- **Passage to read**:
********

The second impossibility objection, which we might call the “collective action” objection, is probably more serious. It holds that while a right not to work might be all well and good, the reality is that if everyone exercised that right, society would not be able to support its implementation. After all, somebody has to pay for the system. Maskivker’s responses to this objection are, in my opinion, somewhat problematic.

She makes one basic point. She says that the existence of a right is not contingent upon whether it may be impossible to recognise it in certain social contexts, or whether universal exercise of that right would lead to negative outcomes. She uses two analogies to support this point. First, she asks us to suppose that there is a universal right to healthcare. She then asks us to imagine that we live in a society in which there is some terrible natural disaster, which places huge strains on the healthcare system. The strains are such that the available resources will not be sufficient to save everyone. Maskivker argues that the universal right to healthcare still exists in this society. The limitations imposed by the natural disaster do not take away people’s rights. Second, she asks us to consider the right not to have children. She then points out that if everyone exercised the right not to have children, it would lead to a bad outcome: humanity would go extinct. Nevertheless, she argues, that this does not mean that the right not to have children does not exist.

In some ways, I accept Maskivker’s point. I agree that a right may exist in the abstract even if its implementation creates problems. But I don’t think that really addresses the collective action objection, and I don’t think her analogies work that well. With regards to the right to healthcare in the disasterzone, I’m inclined to think that the limitations of the available resources would compromise or limit the right to healthcare. And with regards to the right not to have children, I think there is something fundamentally different about the problems that arise when we collectively head towards our own extinction and the problems that might arise if everyone stopped working. In the former case, no individuals would be harmed by the collective exercise of the right: the future generations who would have existed, do not exist and cannot be harmed. But in the latter case, there are individuals who might be harmed. For example, if doctors and nurses stopped working, their patients would be harmed. So I’m not sure that Maskivker has really grappled with the collective action objection. I think she tries to sidestep it, but in a manner that will be unpersuasive to its proponents.

********

- **Lines of photo-based referring expression data**:

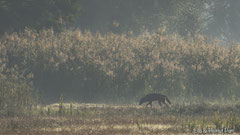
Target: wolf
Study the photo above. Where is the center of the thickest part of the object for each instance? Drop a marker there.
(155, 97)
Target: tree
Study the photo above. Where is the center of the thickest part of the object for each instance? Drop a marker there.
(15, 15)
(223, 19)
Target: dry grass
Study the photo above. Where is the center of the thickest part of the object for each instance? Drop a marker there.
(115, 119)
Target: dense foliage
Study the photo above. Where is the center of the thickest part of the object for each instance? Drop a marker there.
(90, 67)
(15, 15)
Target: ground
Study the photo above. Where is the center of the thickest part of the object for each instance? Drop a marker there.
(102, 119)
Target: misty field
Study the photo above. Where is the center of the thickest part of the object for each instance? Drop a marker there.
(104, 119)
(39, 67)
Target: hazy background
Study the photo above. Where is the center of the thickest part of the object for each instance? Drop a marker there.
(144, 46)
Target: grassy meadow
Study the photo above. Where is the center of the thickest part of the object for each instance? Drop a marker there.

********

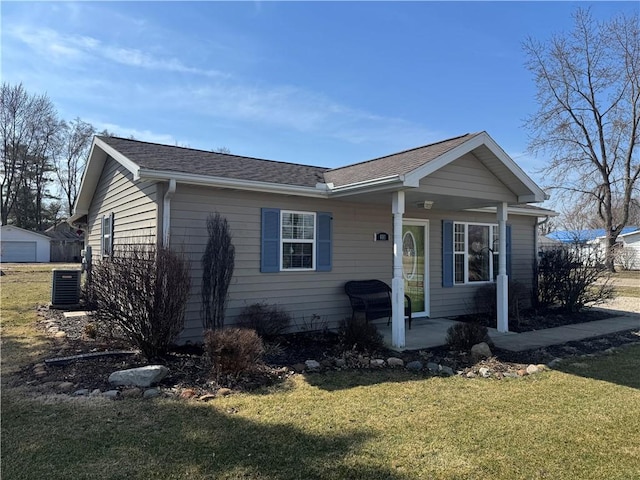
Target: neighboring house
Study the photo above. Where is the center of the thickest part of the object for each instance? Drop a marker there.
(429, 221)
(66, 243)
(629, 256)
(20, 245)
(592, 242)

********

- **Exercise prompt**:
Extend the passage on the collective action objection to a right not to work, picking up after its last sentence. The lines have nothing to do with what comes next.

- **Your response**:
6. Conclusion
That brings me to the end of this post. To briefly sum up, Maskivker presents an anti-work argument that focuses on the ways in which work undermines our freedom. She argues that this happens in three ways. First, work robs us of time, which is an essential resource if we are to have effective self-ownership. Second, work prevents us from being the true authors of our lives because there is no acceptable alternative to work (even in societies with social welfare). And third, because work involves an exploitative bargain: we must work, or else.

I think there is much of value in Maskivker’s article. I like how she focuses on time as a resource, one which should be included in any scheme of distributive justice. I also like how she integrates the anti-work critique with certain aspects of the mainstream literature on freedom, self-control and justice. Nevertheless, I fear she dodges the collective action objection to the anti-work position. This is where I think that technology, and in particular a deeper awareness of the drive toward automation and technological unemployment could be a useful addition to the anti-work critique. But that’s an argument for another day.